**Given passage:**
'Gory' lamb poster warning after Duffield dog attacks

Image caption Steve Croot said he hoped the "gory" warning posters would remind people of the dangers of letting dogs run free near livestock

A farmer is using posters showing a mutilated lamb to convince dog walkers to keep their pets under control after three lambs were killed.

Steve Croot said the lambs were killed by dogs at his farm in Duffield, Derbyshire in the past week.

The Croots Farm owner said he hoped the posters, which he described as "gory", would make dog owners think twice about letting pets off the lead.

He said finding the mutilated lambs was heartbreaking.

The lambs were found in a field which has a public footpath running through it, Mr Croot said.

He said his vet suggested the posters would be a good way of raising awareness.

Image copyright David McKenna
Image caption In some circumstances, farmers are legally entitled to shoot dogs if they are endangering their sheep, as this sign in the Yorkshire Dales warns

"It's a bit gory and graphic, but hopefully it will make people think," he said.

"Most people look after their dogs - I'm a dog lover myself - with two of my own."

**Aim a:** Count the lines of the records that contain the string "purple", treating uppercase and lowercase as different, and reply with the number alone.

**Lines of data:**
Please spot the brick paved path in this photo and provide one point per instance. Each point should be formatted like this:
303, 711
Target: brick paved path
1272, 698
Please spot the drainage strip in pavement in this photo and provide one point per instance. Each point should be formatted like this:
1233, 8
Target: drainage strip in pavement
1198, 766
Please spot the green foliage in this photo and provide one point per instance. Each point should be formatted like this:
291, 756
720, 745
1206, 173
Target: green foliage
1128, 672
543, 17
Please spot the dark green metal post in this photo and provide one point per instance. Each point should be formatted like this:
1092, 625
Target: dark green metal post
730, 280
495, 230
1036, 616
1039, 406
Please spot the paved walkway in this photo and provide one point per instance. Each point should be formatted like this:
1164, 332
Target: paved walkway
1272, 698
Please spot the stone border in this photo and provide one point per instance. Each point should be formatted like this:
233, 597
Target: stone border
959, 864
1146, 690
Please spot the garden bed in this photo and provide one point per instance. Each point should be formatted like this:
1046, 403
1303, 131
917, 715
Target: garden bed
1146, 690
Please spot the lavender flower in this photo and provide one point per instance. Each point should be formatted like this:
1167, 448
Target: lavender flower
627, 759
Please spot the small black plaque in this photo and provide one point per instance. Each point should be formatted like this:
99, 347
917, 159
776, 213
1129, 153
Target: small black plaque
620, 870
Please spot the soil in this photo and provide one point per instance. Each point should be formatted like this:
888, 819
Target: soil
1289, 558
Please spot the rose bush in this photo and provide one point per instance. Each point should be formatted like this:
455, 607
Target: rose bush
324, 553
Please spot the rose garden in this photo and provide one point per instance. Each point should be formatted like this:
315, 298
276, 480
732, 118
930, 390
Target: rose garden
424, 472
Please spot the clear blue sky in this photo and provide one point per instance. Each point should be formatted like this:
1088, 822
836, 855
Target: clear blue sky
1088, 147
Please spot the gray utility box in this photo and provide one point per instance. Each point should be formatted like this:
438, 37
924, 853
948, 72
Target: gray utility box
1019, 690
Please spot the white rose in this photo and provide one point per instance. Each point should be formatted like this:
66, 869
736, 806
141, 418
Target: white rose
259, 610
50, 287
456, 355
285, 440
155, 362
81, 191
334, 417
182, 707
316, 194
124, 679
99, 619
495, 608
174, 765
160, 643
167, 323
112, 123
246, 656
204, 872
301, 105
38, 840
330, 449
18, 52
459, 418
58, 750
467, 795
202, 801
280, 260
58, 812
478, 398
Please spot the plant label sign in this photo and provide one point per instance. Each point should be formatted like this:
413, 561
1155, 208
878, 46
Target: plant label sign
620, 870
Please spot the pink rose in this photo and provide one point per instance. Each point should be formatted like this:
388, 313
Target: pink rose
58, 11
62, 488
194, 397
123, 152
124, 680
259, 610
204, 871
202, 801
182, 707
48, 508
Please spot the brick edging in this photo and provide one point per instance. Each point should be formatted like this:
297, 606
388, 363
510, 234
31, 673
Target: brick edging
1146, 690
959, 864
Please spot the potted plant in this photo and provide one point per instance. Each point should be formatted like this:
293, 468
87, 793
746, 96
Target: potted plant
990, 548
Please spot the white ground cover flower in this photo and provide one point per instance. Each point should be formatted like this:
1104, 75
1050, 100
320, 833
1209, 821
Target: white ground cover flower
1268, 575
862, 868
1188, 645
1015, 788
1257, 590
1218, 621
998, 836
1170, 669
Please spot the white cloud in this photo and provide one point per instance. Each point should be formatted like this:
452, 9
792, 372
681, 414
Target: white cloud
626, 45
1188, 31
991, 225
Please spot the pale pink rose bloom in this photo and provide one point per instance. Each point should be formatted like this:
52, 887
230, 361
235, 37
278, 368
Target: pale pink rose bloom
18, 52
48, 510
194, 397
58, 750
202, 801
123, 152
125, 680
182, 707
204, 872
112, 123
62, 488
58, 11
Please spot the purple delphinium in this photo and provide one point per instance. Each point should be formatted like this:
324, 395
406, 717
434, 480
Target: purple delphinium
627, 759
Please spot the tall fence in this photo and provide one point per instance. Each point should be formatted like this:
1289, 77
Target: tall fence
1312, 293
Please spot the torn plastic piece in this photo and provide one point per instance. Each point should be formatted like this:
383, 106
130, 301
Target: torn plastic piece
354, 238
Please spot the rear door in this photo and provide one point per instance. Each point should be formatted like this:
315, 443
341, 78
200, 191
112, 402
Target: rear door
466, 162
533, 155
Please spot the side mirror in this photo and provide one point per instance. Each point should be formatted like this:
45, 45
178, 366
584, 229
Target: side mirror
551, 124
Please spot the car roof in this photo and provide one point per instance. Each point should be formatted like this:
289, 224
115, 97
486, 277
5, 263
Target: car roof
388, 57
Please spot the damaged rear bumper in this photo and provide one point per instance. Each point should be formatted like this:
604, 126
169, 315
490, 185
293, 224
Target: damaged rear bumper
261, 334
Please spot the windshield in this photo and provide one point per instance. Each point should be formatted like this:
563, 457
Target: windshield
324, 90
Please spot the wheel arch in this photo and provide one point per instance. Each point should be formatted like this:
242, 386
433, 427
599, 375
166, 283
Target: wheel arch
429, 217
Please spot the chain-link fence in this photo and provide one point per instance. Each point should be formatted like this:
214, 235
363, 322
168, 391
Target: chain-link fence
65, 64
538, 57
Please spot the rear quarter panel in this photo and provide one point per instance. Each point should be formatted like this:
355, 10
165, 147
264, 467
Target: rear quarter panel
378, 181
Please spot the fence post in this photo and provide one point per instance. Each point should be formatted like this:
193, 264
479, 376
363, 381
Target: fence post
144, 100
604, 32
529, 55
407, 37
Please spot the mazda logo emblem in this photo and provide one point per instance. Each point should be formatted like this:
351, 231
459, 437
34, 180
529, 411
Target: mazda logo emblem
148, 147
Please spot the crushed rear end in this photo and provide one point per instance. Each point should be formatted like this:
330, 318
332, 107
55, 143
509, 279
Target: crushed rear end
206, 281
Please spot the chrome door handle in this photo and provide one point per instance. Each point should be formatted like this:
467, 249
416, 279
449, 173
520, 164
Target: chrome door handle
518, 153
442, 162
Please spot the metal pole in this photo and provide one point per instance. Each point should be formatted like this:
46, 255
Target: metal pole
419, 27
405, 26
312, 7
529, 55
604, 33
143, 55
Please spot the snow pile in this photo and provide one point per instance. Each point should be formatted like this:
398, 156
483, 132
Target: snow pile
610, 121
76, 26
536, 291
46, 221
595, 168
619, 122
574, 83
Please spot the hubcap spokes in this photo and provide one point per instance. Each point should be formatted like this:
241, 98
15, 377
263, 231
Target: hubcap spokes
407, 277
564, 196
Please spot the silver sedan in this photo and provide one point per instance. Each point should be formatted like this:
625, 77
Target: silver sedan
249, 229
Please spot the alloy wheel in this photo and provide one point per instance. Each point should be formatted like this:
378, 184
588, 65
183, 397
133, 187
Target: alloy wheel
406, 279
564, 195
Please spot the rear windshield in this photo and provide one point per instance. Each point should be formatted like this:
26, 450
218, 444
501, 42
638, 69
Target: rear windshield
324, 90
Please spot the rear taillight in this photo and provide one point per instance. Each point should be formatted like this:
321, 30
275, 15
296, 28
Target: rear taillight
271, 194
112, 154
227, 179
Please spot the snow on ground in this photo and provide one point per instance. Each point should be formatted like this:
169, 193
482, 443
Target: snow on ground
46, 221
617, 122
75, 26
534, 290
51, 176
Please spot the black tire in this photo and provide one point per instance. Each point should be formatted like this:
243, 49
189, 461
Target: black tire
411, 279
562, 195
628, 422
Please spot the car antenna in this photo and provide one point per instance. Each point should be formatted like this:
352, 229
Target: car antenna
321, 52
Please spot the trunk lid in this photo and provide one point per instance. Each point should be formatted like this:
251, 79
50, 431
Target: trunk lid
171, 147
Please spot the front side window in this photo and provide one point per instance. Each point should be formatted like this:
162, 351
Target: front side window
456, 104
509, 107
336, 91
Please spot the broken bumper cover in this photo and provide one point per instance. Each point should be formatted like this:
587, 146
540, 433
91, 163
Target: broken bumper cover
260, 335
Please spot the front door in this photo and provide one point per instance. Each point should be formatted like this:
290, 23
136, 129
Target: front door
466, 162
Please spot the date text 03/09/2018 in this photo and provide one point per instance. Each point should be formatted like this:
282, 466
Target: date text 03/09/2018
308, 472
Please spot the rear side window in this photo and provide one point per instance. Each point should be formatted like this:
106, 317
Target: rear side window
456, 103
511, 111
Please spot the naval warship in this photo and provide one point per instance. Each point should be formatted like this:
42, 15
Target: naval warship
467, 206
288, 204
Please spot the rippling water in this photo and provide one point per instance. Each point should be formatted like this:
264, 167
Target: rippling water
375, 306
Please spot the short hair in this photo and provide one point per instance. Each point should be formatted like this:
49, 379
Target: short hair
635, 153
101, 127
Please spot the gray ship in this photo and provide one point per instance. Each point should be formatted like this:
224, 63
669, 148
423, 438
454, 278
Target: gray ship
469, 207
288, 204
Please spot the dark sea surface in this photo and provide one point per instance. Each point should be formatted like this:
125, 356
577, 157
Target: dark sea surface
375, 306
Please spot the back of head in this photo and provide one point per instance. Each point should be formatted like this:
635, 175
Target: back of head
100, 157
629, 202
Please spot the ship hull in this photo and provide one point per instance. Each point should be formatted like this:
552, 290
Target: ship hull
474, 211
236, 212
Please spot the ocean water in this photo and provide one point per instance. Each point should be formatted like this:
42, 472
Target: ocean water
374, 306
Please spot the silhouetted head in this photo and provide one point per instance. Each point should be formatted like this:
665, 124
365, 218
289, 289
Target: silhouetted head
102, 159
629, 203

**Aim b:** Pick up the news report about the farmer's lamb warning posters after its final sentence and write what comes next.

**Exercise response a:** 2

**Exercise response b:**
"But, carting dead lambs off is not good," he added.

Police have also issued warnings about sheep worrying in other parts of Derbyshire.

Officers have received several complaints from other farmers near Ashbourne about people not having their pets under control, resulting in at least one lamb being killed.

Earlier this year, seven sheep were killed during an attack in Lincolnshire, with four being euthanized because they were beyond treatment.

The National Farmers Union in the East Midlands said sheep worrying was becoming more frequent.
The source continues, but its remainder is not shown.